- [Record list]
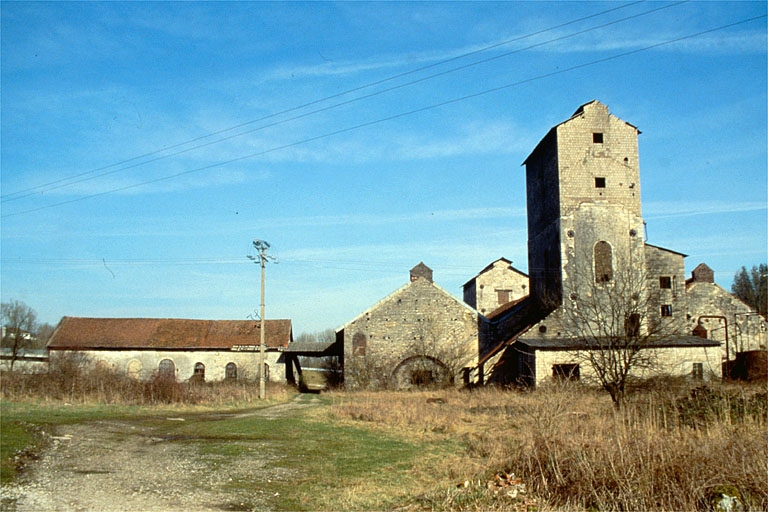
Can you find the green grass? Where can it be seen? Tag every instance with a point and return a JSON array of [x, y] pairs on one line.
[[324, 464]]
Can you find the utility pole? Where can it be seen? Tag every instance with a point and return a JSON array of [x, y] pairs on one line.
[[261, 258]]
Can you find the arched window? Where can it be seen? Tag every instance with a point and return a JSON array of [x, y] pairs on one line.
[[603, 262], [167, 368], [358, 344], [199, 372], [134, 368]]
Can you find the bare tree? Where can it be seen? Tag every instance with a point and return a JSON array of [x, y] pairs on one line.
[[436, 356], [751, 287], [19, 326], [611, 317]]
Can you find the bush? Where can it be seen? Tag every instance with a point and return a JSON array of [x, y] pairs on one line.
[[74, 378]]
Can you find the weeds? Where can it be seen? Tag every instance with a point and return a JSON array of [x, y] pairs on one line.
[[670, 448]]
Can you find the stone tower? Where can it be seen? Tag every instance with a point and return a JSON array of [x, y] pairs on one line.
[[583, 198]]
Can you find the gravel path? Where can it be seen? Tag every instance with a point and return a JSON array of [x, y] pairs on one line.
[[117, 466]]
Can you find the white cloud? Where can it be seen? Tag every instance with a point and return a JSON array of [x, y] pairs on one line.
[[662, 210]]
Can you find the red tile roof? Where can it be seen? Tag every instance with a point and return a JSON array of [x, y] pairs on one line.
[[165, 333]]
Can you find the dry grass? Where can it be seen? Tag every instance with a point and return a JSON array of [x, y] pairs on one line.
[[673, 447]]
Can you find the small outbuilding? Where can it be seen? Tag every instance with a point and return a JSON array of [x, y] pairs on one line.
[[419, 335]]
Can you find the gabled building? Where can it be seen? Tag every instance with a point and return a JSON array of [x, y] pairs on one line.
[[185, 349], [586, 248], [418, 335], [496, 285]]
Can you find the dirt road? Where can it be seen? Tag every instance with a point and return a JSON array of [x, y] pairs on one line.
[[118, 466]]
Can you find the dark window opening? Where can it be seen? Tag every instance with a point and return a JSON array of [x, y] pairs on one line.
[[566, 372], [167, 368], [198, 373], [632, 325], [700, 331], [503, 296], [422, 378], [603, 262], [697, 372], [359, 343]]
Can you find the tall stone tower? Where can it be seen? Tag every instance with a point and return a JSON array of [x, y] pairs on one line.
[[583, 197]]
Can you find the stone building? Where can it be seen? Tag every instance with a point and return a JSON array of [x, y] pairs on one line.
[[718, 315], [208, 350], [496, 285], [587, 257], [418, 335]]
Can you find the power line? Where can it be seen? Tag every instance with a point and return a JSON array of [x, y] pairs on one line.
[[64, 182], [388, 118]]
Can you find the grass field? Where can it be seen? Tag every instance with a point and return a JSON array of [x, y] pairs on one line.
[[673, 447]]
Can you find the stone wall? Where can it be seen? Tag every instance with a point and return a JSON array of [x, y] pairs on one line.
[[722, 315], [665, 276], [419, 318], [673, 361], [497, 286], [143, 364]]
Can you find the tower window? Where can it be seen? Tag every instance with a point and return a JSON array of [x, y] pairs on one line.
[[565, 372], [603, 262]]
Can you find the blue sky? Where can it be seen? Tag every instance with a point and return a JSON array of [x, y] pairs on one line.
[[145, 145]]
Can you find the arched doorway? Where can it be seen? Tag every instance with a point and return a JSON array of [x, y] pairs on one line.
[[421, 372], [198, 374], [167, 369]]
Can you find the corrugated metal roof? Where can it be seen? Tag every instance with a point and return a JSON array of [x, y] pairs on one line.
[[165, 333]]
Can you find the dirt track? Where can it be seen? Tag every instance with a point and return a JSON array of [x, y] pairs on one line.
[[117, 466]]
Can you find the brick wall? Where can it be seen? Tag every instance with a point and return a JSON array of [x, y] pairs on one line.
[[419, 316]]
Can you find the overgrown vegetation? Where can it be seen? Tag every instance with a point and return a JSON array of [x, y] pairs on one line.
[[75, 379], [673, 446], [669, 448]]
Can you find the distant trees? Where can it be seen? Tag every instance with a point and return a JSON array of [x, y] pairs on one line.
[[752, 287], [324, 336], [19, 328]]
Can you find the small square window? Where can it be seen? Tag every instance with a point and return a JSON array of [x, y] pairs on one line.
[[697, 371], [564, 372]]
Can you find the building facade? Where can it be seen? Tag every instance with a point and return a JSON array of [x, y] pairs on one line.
[[419, 335], [593, 278], [205, 350], [496, 285]]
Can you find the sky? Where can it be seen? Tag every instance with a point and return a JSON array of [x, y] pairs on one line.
[[144, 146]]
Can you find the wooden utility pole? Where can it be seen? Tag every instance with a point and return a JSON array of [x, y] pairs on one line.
[[261, 258]]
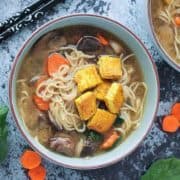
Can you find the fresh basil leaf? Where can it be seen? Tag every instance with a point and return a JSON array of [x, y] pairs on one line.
[[165, 169], [3, 149], [3, 133]]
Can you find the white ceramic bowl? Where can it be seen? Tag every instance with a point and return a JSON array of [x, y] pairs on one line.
[[150, 77], [157, 43]]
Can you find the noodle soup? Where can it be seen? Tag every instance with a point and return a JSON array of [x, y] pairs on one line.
[[80, 91], [166, 22]]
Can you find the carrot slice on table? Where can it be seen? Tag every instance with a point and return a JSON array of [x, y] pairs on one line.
[[102, 40], [177, 20], [55, 60], [30, 159], [170, 123], [110, 138], [41, 104], [176, 110], [38, 173]]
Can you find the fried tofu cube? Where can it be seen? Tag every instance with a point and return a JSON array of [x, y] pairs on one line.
[[114, 98], [87, 78], [86, 105], [110, 67], [101, 90], [102, 121]]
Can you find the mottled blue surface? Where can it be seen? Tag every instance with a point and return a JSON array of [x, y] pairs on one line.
[[156, 145]]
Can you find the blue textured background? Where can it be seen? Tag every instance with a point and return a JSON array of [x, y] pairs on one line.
[[156, 145]]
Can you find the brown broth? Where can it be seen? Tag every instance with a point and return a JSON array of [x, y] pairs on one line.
[[164, 32], [33, 63]]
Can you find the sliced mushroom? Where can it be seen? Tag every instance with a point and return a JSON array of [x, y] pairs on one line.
[[64, 143], [89, 44], [56, 42], [90, 147]]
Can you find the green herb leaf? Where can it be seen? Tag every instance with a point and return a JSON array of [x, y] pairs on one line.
[[94, 136], [165, 169], [118, 121], [3, 149], [3, 133]]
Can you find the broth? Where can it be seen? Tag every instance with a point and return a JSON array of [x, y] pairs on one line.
[[70, 138], [166, 30]]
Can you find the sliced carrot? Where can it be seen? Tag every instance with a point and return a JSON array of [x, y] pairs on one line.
[[170, 123], [40, 80], [40, 103], [177, 20], [55, 60], [176, 110], [110, 138], [38, 173], [30, 159], [102, 40]]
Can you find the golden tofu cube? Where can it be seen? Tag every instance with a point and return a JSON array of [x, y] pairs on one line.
[[87, 78], [110, 67], [102, 121], [86, 105], [101, 90], [114, 98]]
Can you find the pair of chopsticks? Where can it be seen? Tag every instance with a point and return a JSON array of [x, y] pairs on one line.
[[28, 15]]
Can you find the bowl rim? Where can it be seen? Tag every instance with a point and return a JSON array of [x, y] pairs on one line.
[[166, 57], [80, 167]]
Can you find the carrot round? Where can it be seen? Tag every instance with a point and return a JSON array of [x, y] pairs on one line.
[[177, 20], [30, 159], [38, 173], [176, 110], [55, 60], [40, 103], [40, 80], [111, 138], [170, 123], [102, 40]]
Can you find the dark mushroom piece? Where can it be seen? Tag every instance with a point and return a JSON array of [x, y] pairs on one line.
[[64, 143], [89, 45], [90, 147]]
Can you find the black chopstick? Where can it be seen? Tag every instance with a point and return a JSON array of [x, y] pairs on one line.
[[25, 17], [18, 16]]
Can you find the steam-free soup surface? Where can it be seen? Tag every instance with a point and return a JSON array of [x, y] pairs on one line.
[[166, 22], [80, 91]]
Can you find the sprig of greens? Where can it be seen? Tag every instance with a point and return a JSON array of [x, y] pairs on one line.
[[3, 133]]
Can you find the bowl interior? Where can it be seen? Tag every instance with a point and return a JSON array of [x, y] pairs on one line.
[[150, 77], [160, 48]]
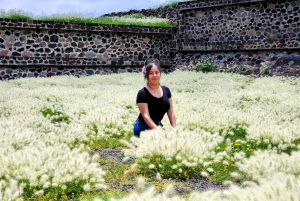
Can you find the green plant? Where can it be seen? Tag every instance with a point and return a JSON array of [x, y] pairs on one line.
[[205, 66], [230, 70], [137, 19], [56, 116]]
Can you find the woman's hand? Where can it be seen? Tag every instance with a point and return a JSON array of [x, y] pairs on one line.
[[143, 107], [171, 114]]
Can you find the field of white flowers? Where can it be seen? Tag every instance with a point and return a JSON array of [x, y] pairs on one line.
[[242, 131]]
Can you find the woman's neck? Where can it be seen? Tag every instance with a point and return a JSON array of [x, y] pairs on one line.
[[153, 86]]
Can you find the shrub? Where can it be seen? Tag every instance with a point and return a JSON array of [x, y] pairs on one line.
[[205, 67]]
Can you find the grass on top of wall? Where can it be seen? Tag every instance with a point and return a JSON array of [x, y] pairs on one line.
[[133, 19]]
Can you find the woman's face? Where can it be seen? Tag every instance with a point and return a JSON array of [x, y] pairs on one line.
[[154, 75]]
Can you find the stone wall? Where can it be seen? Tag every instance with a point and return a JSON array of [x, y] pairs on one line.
[[241, 33], [230, 33], [51, 47]]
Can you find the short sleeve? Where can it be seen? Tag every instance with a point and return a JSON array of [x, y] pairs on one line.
[[141, 96], [167, 90]]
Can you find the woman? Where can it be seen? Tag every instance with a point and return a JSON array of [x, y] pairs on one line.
[[153, 101]]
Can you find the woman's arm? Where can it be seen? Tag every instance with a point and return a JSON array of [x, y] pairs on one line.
[[143, 107], [171, 114]]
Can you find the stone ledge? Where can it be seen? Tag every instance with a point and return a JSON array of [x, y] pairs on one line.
[[37, 24], [62, 61]]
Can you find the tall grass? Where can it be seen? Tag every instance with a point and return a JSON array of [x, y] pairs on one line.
[[135, 19]]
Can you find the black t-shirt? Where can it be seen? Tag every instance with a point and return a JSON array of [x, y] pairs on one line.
[[157, 106]]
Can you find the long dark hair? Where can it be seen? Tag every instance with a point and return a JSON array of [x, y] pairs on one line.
[[147, 68]]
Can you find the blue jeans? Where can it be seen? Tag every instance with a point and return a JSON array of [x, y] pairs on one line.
[[140, 126]]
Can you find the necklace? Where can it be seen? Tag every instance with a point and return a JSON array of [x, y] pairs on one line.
[[153, 88]]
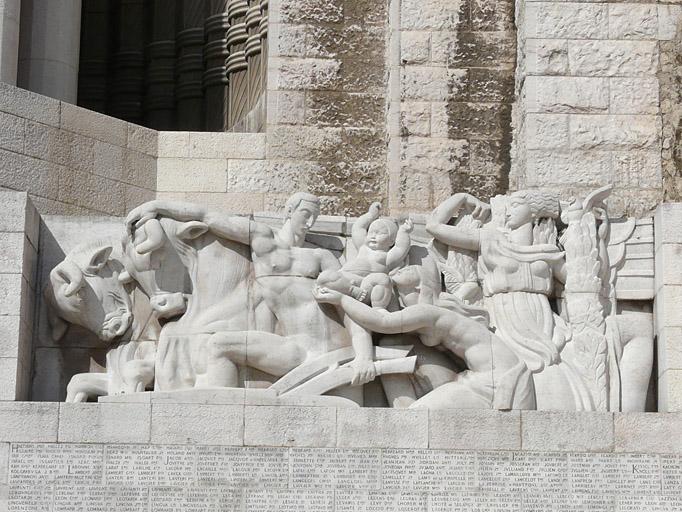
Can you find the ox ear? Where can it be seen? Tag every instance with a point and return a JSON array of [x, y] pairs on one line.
[[191, 230], [99, 259], [58, 326]]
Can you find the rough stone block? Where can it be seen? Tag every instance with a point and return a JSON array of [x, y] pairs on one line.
[[30, 105], [415, 118], [382, 428], [613, 58], [669, 345], [633, 95], [307, 74], [567, 431], [648, 432], [197, 424], [415, 47], [12, 129], [615, 132], [429, 15], [34, 422], [93, 124], [173, 144], [104, 423], [289, 426], [566, 94], [546, 131], [249, 146], [566, 20], [633, 21], [668, 224], [424, 83], [191, 175], [286, 107], [670, 391], [546, 57], [144, 140], [470, 429], [668, 21]]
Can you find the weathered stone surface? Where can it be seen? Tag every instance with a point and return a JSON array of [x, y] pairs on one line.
[[566, 20], [289, 426], [633, 95], [633, 21], [93, 124], [567, 431], [648, 432], [382, 428], [197, 424], [104, 423], [566, 94], [28, 422], [614, 132], [191, 175], [613, 58], [474, 430]]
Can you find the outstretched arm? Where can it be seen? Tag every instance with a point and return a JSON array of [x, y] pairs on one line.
[[437, 224], [403, 241], [409, 319], [223, 225], [359, 231]]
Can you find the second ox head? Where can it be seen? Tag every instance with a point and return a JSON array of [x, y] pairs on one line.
[[84, 289], [158, 256]]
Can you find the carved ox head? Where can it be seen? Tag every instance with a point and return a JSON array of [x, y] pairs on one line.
[[158, 258], [84, 289]]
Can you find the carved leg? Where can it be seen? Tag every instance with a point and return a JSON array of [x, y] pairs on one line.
[[87, 385]]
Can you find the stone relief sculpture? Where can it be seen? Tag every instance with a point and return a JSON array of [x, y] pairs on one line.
[[507, 305]]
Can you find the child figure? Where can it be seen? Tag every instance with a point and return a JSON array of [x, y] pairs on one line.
[[382, 247]]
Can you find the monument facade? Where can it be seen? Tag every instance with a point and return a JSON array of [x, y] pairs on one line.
[[432, 264]]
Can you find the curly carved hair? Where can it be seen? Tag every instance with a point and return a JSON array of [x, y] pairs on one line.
[[543, 205]]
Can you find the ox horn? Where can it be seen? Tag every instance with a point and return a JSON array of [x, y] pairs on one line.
[[71, 275], [154, 237]]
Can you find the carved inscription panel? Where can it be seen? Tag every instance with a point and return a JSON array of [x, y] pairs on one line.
[[159, 478]]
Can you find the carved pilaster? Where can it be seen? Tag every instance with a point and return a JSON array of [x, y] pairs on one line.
[[215, 74], [236, 62], [190, 66], [94, 55], [160, 98], [128, 86]]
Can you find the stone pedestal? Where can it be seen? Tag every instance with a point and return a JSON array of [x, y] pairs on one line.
[[49, 48]]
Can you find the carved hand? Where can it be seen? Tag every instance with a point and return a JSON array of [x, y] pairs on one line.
[[323, 294], [364, 371]]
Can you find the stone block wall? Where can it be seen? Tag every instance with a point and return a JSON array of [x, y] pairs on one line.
[[589, 113], [326, 102], [71, 160], [455, 61], [247, 458], [18, 259]]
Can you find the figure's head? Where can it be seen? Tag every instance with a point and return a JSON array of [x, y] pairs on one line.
[[302, 210], [526, 206], [84, 289], [381, 234]]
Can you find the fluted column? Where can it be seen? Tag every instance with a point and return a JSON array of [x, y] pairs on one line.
[[49, 45], [159, 104], [94, 55], [190, 65], [236, 62], [9, 40], [215, 74], [128, 86]]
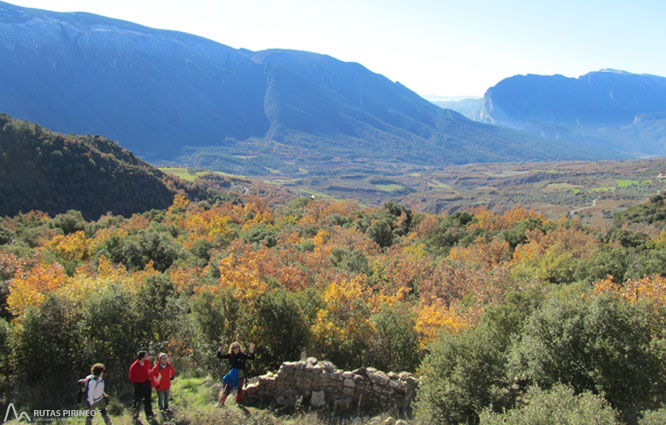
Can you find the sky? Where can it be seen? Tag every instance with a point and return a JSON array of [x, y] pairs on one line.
[[456, 48]]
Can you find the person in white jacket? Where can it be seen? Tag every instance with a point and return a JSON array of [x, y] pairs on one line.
[[95, 395]]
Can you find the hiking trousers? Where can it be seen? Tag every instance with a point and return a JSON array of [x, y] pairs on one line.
[[142, 393]]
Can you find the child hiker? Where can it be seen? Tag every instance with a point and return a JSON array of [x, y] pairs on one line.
[[161, 375], [236, 376], [96, 398], [140, 376]]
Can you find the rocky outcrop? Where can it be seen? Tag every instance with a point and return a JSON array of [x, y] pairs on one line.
[[321, 385]]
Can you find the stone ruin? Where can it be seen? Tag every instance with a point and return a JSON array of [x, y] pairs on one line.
[[321, 385]]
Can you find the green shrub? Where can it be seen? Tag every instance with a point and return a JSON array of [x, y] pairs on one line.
[[653, 417], [463, 374], [599, 344], [557, 406]]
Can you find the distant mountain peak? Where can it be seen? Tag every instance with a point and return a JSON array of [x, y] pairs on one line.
[[171, 96]]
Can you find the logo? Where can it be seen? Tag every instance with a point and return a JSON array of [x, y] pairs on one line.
[[22, 416]]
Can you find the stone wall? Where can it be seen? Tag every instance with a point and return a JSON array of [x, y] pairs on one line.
[[322, 385]]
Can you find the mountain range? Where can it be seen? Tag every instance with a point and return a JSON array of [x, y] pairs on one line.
[[53, 172], [175, 97], [610, 109]]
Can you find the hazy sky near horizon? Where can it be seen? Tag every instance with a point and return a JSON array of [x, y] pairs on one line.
[[434, 47]]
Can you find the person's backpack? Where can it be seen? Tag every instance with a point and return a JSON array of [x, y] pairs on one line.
[[82, 393]]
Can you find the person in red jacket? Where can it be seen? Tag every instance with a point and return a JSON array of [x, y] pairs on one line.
[[162, 374], [140, 377]]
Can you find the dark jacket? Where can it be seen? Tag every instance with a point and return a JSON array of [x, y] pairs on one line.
[[140, 373], [236, 361]]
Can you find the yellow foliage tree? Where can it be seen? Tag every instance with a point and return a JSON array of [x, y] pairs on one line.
[[31, 289], [72, 247], [435, 317]]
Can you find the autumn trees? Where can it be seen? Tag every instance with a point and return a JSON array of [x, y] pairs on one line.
[[482, 304]]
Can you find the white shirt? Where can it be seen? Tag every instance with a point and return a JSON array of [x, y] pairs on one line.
[[95, 390]]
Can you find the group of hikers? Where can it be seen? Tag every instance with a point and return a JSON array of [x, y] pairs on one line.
[[159, 377]]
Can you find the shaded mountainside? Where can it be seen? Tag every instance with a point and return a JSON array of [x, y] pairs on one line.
[[167, 95], [611, 109], [43, 170]]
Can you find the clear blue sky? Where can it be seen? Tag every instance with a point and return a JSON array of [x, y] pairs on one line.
[[434, 47]]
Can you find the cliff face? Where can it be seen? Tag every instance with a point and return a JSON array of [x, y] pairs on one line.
[[612, 110], [169, 96]]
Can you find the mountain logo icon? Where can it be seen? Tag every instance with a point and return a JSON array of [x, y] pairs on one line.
[[11, 408]]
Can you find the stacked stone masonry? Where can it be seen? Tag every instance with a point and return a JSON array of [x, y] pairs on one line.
[[322, 385]]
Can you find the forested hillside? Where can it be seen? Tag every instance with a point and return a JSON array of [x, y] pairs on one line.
[[513, 311], [53, 172]]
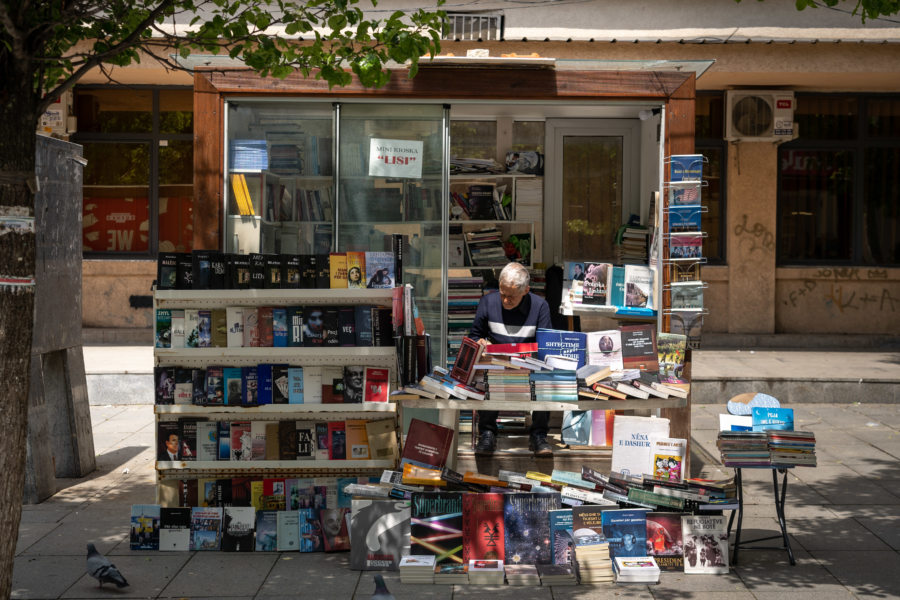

- [Task to carry out] Copy the lines above word for word, from the very first one through the line that contains "[[324, 464]]", and leave the pictures out.

- [Solution]
Can you find the green grass? Where can it be seen? Tag every instance with a point and return a JSON array of [x, y] pairs on one line.
[[324, 464]]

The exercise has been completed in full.